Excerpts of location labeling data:
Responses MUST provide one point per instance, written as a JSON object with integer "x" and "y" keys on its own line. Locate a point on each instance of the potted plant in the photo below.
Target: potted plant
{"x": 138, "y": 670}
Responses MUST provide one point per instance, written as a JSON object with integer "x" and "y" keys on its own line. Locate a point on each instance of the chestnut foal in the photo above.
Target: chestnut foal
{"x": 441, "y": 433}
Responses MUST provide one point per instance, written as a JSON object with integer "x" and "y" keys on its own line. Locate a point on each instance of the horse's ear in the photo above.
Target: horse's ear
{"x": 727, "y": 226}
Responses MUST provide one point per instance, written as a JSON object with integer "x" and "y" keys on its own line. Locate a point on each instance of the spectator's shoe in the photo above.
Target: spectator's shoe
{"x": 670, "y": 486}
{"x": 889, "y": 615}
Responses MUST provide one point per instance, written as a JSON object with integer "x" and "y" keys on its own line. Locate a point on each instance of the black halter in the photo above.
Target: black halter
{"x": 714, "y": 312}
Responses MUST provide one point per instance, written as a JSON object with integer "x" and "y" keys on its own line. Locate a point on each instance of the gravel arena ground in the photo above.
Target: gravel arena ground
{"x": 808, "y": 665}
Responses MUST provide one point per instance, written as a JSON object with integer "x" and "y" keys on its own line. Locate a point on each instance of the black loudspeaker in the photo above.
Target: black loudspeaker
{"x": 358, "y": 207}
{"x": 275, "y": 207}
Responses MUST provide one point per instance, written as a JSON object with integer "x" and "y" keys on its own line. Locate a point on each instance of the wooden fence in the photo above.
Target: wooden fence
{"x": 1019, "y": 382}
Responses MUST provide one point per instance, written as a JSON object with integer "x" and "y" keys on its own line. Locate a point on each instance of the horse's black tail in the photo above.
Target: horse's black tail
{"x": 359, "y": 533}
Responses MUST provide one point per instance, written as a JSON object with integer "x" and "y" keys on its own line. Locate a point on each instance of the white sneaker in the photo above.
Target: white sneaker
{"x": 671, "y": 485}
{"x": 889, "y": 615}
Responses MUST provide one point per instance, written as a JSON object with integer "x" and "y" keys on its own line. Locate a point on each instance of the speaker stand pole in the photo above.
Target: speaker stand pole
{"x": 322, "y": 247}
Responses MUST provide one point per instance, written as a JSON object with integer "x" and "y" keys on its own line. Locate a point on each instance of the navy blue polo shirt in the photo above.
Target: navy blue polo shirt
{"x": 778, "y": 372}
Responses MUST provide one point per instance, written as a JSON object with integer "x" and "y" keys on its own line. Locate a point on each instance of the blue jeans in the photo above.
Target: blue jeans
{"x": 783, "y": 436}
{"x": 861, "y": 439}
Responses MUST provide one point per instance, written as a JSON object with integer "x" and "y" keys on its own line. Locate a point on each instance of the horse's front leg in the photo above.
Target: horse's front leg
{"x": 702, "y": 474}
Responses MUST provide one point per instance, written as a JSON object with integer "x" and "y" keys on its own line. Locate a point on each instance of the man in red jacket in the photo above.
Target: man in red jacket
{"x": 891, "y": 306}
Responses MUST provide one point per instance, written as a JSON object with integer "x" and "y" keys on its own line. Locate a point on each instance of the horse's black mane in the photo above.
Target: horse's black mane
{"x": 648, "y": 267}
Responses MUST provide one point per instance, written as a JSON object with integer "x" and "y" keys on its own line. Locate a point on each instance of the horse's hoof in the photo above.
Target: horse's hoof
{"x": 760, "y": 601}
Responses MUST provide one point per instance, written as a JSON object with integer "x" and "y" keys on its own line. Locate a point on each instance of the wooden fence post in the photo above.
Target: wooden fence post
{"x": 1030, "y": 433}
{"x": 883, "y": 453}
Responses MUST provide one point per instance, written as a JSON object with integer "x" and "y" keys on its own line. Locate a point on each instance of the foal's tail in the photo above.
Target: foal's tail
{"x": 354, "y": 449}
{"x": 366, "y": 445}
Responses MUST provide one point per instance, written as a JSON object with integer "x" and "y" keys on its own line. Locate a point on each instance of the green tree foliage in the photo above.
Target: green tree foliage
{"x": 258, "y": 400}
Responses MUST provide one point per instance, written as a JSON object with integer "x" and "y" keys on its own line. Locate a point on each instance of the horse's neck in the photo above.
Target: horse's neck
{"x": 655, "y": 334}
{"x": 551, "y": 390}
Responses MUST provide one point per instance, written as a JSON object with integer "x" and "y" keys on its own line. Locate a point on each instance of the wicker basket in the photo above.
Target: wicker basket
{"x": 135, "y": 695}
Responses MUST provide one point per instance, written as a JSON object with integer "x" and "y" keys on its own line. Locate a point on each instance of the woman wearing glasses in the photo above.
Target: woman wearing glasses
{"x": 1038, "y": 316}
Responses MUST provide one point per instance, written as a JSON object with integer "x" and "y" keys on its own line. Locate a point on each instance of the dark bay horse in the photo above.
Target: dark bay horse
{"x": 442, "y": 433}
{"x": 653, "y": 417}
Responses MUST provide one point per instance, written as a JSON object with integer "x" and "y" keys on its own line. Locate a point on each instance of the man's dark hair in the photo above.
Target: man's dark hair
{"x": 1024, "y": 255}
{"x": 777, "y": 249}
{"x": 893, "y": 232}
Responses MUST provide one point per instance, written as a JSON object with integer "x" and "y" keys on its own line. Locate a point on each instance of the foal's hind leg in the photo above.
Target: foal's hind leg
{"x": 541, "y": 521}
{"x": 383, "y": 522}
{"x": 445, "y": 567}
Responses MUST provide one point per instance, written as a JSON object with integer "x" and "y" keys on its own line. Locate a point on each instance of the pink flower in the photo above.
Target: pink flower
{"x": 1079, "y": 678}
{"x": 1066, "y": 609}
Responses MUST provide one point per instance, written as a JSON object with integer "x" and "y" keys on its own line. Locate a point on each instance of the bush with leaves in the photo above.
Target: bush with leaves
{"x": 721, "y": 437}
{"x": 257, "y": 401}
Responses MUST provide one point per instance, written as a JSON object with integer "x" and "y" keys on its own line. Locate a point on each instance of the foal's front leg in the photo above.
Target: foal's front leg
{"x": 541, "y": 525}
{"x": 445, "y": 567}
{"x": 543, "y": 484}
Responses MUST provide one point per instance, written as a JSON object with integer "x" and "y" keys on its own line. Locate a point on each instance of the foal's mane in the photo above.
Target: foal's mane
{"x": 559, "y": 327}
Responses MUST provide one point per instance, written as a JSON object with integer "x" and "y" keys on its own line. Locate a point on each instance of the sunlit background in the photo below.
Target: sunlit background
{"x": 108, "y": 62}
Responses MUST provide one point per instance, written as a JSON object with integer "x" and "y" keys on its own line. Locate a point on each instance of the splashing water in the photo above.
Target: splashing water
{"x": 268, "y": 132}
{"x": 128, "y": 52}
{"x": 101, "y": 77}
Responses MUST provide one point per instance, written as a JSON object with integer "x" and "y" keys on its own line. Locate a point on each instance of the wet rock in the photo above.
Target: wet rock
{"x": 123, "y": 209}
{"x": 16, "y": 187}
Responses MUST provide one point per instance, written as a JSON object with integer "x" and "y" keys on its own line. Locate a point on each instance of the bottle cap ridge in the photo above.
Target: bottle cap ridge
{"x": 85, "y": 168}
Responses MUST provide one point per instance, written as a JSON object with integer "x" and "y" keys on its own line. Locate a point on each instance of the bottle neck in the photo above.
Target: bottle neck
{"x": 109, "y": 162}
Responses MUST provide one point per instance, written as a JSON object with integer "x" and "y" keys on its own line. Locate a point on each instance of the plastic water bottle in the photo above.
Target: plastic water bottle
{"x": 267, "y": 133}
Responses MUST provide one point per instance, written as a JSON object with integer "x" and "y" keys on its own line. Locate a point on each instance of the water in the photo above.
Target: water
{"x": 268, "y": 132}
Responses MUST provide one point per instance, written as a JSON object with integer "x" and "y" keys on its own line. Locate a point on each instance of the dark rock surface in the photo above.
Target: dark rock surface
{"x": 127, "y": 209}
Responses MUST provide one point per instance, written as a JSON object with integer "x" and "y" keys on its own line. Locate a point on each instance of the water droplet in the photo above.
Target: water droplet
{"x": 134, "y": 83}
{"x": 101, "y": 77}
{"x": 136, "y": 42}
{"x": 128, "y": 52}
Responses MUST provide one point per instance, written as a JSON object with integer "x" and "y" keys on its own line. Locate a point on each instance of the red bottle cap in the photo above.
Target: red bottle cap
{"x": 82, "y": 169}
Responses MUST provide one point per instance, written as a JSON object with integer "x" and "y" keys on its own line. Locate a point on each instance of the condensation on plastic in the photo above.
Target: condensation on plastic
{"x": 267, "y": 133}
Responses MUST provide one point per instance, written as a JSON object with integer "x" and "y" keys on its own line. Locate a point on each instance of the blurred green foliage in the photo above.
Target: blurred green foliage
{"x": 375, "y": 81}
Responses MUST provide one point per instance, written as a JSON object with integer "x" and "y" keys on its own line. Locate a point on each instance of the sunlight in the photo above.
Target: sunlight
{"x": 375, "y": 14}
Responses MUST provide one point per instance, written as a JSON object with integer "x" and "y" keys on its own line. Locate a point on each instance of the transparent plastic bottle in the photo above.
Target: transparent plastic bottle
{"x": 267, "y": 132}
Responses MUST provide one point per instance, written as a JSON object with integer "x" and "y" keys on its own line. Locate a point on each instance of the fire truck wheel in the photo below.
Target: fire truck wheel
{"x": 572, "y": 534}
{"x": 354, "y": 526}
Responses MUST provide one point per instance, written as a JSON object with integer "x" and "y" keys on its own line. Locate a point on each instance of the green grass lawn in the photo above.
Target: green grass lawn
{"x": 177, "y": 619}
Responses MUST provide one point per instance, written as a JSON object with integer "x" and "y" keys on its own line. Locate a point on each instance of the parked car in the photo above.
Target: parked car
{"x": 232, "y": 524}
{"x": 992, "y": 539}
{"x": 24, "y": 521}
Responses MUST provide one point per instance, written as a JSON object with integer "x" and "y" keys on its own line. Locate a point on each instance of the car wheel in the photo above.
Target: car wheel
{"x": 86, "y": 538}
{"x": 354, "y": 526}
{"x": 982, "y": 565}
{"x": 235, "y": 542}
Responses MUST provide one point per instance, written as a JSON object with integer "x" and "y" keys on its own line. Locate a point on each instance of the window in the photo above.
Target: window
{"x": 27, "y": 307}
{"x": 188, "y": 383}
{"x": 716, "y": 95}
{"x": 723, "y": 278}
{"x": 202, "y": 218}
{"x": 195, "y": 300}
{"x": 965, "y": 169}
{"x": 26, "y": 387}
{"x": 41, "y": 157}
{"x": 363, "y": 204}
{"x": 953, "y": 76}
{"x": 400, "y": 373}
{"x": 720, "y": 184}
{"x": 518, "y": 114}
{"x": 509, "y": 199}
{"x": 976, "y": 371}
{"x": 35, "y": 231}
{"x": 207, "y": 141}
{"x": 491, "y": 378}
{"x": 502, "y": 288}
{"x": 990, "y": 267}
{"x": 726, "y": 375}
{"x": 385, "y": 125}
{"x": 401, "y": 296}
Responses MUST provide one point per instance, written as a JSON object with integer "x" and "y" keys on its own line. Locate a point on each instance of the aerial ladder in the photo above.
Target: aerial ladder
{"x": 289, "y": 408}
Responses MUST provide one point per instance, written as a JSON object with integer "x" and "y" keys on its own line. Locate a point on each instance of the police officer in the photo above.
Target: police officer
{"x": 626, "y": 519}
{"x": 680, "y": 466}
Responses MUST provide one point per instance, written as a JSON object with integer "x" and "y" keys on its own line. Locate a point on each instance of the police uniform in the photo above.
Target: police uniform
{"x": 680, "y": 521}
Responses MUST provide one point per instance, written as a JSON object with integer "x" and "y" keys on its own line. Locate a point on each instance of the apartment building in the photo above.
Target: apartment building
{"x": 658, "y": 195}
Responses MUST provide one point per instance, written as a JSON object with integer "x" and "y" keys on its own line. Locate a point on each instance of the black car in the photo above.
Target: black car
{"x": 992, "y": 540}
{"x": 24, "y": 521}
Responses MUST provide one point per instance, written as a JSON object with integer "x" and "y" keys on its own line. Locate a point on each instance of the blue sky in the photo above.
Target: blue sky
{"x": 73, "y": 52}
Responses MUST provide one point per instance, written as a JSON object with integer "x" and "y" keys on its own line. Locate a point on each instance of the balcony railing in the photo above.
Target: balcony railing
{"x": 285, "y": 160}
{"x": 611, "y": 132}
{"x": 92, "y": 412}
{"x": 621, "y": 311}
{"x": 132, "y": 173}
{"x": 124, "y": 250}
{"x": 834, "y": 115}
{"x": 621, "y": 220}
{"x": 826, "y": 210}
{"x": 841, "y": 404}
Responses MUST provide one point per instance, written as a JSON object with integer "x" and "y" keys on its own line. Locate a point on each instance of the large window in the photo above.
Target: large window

## What to work on
Give again only the lines of the material above that run from the one with "building in the photo above." through the end, both included, exactly as they appear.

## Response for this exercise
Responses MUST provide one point per instance, written as a JSON object with integer "x" and "y" keys on its own line. Locate a point on each instance of the apartment building in the photo above.
Target: apartment building
{"x": 658, "y": 195}
Responses MUST provide one point per instance, written as a JSON object with integer "x" and "y" keys on its own line. Locate a point on each instance of the black car in the photo above.
Target: black car
{"x": 992, "y": 540}
{"x": 24, "y": 521}
Responses MUST provide one point per instance, written as a JSON object with integer "x" and "y" keys on its own line. Locate a point on each instance of the blue sky in the photo above.
Target: blue sky
{"x": 73, "y": 52}
Responses MUST provide one point per instance, written as a JSON object with integer "x" and "y" keys on its own line. Locate a point on each instance of the balcony railing in the photo above.
Target: balcony railing
{"x": 285, "y": 160}
{"x": 611, "y": 132}
{"x": 92, "y": 412}
{"x": 621, "y": 311}
{"x": 132, "y": 173}
{"x": 124, "y": 250}
{"x": 834, "y": 115}
{"x": 621, "y": 220}
{"x": 826, "y": 210}
{"x": 841, "y": 404}
Responses MUST provide one point per instance, written as a JSON object with integer "x" and "y" keys on its own line. Locate a point on each instance of the large window in the photo above.
Target: large window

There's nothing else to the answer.